(Saved entries)
########
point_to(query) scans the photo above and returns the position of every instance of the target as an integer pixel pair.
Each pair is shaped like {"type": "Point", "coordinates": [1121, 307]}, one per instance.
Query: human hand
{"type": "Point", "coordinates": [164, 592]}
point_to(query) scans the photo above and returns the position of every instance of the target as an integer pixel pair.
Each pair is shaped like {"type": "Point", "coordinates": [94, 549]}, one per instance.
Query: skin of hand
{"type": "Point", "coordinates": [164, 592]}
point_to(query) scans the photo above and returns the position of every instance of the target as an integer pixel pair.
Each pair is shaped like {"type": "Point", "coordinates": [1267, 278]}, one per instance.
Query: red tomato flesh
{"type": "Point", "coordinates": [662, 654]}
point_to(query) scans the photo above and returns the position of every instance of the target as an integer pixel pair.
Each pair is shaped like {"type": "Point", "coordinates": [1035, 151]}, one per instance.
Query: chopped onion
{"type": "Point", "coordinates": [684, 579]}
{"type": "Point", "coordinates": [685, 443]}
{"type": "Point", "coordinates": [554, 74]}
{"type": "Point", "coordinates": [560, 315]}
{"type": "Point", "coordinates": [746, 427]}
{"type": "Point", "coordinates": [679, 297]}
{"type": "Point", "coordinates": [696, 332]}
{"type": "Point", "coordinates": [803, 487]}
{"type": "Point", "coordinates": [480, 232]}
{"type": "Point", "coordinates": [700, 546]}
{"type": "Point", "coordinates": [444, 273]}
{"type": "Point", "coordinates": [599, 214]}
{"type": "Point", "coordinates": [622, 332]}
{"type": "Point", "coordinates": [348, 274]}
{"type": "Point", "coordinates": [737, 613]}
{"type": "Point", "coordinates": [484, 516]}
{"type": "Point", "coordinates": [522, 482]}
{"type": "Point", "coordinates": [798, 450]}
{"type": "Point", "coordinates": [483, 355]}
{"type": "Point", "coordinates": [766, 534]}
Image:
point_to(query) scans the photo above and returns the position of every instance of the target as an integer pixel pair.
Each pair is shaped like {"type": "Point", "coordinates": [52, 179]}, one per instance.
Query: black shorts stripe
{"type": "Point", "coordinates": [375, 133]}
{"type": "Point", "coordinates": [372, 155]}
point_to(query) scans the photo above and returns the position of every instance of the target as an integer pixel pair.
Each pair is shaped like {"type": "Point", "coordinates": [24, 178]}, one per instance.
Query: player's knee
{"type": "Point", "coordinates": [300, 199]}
########
◆ Description of the task
Repeat all the records without altering a single word.

◆ Task answer
point_to(query) scans the photo above and returns the position of every instance of the target as an integer pixel pair.
Each pair is shaped like {"type": "Point", "coordinates": [1121, 307]}, one per instance.
Query: human hand
{"type": "Point", "coordinates": [164, 592]}
point_to(query) scans the photo above and returns the position of every instance of the target as an integer pixel pair.
Each pair is shaped like {"type": "Point", "coordinates": [94, 549]}, one per instance.
Query: skin of hand
{"type": "Point", "coordinates": [164, 592]}
point_to(query) scans the photo above and returns the position of every instance of the target as an integer pixel pair.
Each pair is shaped like {"type": "Point", "coordinates": [1267, 278]}, one per instance.
Query: red tomato flesh
{"type": "Point", "coordinates": [662, 654]}
point_to(query) scans the photo above and returns the position of every instance of the target as an integer pixel pair.
Each pair is shaped like {"type": "Point", "coordinates": [1035, 151]}, one per instance.
Query: chopped onion
{"type": "Point", "coordinates": [684, 579]}
{"type": "Point", "coordinates": [685, 443]}
{"type": "Point", "coordinates": [554, 74]}
{"type": "Point", "coordinates": [560, 315]}
{"type": "Point", "coordinates": [746, 427]}
{"type": "Point", "coordinates": [679, 297]}
{"type": "Point", "coordinates": [696, 332]}
{"type": "Point", "coordinates": [803, 487]}
{"type": "Point", "coordinates": [480, 232]}
{"type": "Point", "coordinates": [700, 546]}
{"type": "Point", "coordinates": [444, 273]}
{"type": "Point", "coordinates": [599, 214]}
{"type": "Point", "coordinates": [622, 332]}
{"type": "Point", "coordinates": [348, 274]}
{"type": "Point", "coordinates": [737, 613]}
{"type": "Point", "coordinates": [484, 516]}
{"type": "Point", "coordinates": [522, 482]}
{"type": "Point", "coordinates": [798, 450]}
{"type": "Point", "coordinates": [483, 355]}
{"type": "Point", "coordinates": [766, 534]}
Image:
point_to(query) scans the photo above and returns the position of every instance of the target as an integer pixel pair.
Each pair is shaped like {"type": "Point", "coordinates": [52, 179]}, one per instance.
Query: black shorts stripe
{"type": "Point", "coordinates": [375, 133]}
{"type": "Point", "coordinates": [372, 155]}
point_to(query) scans the photo above and returns the position of every instance of the target as an integer pixel pair.
Each pair is shaped like {"type": "Point", "coordinates": [24, 178]}, one per instance.
Query: player's knee
{"type": "Point", "coordinates": [300, 199]}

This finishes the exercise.